Rewrite the items from the line containing "In the photo below, where" through the end of the items, replacing "pale pink petal" with "light pink petal" and leaving everything else unchanged.

Location identification items -
============
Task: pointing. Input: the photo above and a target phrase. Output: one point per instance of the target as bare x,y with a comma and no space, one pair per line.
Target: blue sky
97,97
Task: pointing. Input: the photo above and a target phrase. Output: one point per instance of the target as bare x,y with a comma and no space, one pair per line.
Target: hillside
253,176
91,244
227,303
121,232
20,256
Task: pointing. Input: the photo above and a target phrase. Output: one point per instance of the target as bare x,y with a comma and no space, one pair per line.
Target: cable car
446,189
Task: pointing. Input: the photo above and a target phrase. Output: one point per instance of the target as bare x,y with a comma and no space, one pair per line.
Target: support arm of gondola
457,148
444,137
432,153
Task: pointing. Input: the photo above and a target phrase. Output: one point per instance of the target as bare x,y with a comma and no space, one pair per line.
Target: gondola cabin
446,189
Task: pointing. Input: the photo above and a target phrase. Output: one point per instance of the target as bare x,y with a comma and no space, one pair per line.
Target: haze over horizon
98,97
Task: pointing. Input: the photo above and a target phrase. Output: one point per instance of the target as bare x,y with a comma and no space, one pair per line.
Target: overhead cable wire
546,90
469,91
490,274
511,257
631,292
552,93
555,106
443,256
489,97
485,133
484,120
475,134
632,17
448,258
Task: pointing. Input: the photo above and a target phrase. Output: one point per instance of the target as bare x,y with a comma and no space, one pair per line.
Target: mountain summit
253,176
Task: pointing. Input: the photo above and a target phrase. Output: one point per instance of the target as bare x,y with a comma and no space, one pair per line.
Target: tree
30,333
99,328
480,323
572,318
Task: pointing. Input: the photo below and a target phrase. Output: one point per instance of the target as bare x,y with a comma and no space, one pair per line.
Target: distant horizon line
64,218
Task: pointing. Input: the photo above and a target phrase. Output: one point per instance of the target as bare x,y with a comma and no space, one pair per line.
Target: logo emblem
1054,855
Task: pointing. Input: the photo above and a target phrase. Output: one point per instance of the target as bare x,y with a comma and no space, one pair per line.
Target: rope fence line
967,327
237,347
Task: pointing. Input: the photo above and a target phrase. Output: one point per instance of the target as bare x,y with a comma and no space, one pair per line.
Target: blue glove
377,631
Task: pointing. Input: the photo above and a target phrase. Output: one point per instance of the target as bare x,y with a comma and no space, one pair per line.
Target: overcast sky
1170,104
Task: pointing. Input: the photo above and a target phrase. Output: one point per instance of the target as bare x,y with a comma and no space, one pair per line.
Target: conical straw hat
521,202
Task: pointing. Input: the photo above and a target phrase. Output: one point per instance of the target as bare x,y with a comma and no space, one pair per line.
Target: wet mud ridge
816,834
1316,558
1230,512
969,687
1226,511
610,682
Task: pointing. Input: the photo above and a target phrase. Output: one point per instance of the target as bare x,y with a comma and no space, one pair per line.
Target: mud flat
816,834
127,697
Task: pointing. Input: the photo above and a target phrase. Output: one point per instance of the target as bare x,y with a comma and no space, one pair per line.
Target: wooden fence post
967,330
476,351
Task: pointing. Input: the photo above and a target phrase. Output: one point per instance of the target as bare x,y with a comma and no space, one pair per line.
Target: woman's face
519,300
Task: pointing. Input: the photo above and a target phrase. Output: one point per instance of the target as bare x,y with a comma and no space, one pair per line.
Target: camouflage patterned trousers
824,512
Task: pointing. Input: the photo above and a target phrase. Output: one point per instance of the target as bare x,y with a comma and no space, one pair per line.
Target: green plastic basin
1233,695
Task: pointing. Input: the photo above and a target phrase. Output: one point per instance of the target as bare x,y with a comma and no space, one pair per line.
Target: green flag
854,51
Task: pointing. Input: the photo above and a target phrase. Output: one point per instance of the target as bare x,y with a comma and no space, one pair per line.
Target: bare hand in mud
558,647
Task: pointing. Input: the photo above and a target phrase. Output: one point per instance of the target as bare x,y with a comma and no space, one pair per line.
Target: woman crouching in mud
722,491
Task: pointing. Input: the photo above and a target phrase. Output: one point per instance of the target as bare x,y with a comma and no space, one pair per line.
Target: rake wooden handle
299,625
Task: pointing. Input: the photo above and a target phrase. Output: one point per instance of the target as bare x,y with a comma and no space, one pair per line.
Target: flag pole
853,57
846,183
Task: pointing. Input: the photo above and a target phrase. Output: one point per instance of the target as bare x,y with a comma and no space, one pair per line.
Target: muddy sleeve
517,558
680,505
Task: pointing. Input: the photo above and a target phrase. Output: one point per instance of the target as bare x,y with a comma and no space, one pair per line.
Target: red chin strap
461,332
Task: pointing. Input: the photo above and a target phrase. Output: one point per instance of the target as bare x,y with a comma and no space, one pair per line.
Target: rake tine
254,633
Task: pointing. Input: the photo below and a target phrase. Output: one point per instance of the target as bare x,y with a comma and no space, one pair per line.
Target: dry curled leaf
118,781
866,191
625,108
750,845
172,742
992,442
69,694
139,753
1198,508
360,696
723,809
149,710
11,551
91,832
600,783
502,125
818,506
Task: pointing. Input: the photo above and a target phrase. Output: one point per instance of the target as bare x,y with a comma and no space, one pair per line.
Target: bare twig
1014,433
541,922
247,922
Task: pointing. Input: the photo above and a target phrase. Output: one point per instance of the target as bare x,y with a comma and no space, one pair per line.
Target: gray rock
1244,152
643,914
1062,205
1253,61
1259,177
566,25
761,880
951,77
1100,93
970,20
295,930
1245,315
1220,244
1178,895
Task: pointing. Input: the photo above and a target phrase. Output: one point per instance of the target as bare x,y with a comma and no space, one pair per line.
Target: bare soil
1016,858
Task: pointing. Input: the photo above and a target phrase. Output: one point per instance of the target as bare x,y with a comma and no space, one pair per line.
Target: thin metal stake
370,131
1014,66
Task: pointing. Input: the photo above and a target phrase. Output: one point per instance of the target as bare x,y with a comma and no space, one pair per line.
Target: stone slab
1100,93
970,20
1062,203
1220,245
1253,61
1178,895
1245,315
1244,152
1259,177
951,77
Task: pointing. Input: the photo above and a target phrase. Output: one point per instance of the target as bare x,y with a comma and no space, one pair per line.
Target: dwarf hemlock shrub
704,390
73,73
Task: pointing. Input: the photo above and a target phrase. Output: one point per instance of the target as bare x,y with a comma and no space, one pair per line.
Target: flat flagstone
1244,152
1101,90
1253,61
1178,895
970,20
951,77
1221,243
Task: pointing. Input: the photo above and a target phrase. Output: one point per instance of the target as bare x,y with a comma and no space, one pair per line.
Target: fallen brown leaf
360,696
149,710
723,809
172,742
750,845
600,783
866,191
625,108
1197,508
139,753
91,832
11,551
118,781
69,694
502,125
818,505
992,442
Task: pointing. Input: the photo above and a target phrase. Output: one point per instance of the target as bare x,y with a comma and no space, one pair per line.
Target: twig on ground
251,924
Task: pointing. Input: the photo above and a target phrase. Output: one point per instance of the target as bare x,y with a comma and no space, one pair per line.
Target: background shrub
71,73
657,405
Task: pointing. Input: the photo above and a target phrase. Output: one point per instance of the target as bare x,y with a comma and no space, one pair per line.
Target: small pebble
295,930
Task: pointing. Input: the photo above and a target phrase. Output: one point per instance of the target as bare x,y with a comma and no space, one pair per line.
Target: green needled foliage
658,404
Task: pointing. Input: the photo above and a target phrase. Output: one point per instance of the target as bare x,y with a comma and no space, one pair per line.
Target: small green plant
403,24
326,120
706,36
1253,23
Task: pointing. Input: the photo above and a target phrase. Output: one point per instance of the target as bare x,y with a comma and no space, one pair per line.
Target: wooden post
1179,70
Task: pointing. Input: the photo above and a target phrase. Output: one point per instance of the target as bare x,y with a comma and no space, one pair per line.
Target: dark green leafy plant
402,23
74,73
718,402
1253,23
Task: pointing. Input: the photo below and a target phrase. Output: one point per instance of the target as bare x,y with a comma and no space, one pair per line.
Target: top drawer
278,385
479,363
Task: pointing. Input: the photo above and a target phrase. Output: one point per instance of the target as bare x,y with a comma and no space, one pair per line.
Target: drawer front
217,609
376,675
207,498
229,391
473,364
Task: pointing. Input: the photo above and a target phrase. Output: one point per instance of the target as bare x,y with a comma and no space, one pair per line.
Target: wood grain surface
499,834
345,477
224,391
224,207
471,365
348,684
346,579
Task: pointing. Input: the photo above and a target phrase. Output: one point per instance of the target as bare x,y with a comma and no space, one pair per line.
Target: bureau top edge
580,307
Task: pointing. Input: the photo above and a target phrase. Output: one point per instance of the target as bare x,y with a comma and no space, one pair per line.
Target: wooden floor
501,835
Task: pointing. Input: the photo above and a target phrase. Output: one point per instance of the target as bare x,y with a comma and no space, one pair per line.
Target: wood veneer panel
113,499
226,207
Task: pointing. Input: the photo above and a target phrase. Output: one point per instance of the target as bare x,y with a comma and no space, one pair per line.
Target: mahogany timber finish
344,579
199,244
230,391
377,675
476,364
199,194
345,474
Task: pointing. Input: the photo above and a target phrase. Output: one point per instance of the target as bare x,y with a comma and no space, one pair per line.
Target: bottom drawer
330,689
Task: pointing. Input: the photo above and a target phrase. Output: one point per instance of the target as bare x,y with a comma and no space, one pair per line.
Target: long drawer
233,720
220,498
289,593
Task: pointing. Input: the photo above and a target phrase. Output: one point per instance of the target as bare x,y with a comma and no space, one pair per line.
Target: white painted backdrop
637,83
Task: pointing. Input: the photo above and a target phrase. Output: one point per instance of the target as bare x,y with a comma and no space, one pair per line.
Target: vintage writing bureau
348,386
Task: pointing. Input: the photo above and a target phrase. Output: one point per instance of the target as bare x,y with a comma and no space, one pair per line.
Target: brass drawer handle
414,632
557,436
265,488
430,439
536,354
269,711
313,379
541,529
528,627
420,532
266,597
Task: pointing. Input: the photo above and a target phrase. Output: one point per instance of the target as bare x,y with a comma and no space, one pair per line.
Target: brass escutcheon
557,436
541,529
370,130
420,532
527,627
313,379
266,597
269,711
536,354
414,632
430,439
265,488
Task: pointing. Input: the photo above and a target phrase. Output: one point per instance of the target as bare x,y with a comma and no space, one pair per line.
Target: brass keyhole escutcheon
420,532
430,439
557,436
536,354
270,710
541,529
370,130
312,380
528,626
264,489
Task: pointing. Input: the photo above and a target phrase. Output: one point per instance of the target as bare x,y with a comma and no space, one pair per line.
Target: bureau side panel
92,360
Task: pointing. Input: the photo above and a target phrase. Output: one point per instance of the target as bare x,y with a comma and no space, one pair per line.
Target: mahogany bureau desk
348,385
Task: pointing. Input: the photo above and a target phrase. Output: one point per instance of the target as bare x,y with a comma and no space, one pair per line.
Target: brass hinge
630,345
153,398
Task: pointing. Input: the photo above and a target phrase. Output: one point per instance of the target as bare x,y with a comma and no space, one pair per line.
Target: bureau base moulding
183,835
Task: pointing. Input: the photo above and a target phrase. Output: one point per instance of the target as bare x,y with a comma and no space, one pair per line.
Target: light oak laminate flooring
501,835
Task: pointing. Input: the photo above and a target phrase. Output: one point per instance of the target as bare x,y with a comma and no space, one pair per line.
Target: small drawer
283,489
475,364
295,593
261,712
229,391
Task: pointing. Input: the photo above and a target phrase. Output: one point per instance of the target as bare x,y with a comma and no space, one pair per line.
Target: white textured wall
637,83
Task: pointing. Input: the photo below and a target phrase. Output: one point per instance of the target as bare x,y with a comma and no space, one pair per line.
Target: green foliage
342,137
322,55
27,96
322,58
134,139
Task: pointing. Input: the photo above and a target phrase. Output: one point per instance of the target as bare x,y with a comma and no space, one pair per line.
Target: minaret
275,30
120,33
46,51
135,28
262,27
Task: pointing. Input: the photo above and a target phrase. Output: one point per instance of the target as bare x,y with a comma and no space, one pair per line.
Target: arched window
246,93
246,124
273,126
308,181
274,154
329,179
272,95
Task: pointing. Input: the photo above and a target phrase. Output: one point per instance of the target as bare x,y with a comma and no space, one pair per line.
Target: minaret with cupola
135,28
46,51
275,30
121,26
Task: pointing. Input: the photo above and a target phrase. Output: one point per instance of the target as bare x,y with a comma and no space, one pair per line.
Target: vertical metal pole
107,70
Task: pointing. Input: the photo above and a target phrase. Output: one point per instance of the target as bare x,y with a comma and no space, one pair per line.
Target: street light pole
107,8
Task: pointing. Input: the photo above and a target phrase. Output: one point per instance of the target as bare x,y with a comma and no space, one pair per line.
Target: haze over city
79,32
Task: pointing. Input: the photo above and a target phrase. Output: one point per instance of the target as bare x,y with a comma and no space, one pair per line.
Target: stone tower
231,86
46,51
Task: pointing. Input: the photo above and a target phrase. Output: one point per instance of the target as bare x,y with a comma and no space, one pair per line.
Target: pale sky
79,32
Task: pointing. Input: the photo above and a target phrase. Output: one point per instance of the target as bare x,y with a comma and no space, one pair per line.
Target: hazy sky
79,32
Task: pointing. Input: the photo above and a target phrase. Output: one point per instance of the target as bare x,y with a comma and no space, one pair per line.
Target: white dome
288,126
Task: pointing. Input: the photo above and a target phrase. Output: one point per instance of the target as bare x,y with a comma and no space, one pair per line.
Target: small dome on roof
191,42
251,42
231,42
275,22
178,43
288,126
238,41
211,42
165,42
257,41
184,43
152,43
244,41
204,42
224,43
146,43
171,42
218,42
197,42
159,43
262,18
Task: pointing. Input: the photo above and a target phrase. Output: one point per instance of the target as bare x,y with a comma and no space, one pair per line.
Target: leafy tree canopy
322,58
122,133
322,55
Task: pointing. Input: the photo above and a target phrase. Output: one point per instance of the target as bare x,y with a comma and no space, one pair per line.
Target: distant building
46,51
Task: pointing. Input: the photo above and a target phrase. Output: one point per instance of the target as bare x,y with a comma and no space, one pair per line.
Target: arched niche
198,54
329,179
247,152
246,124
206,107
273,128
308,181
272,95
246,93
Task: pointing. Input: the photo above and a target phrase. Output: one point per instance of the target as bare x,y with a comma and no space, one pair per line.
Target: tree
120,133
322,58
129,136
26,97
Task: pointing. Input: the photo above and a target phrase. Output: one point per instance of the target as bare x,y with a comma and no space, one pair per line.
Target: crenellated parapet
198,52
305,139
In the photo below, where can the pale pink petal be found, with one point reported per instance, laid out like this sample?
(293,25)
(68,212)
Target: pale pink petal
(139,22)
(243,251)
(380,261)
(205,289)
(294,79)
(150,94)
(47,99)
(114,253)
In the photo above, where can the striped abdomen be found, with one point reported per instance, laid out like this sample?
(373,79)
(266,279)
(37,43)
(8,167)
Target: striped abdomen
============
Reply to the task -
In the photo below, where can the light pink petal be found, with one point reported per instance, laid out like this sample?
(293,25)
(68,212)
Target: light pink petal
(139,22)
(243,251)
(380,261)
(205,289)
(294,79)
(150,94)
(47,99)
(114,253)
In the photo above, where can the striped abdomen be found, with one point reported per instance, laid out like this sample?
(373,79)
(266,279)
(37,43)
(8,167)
Target: striped abdomen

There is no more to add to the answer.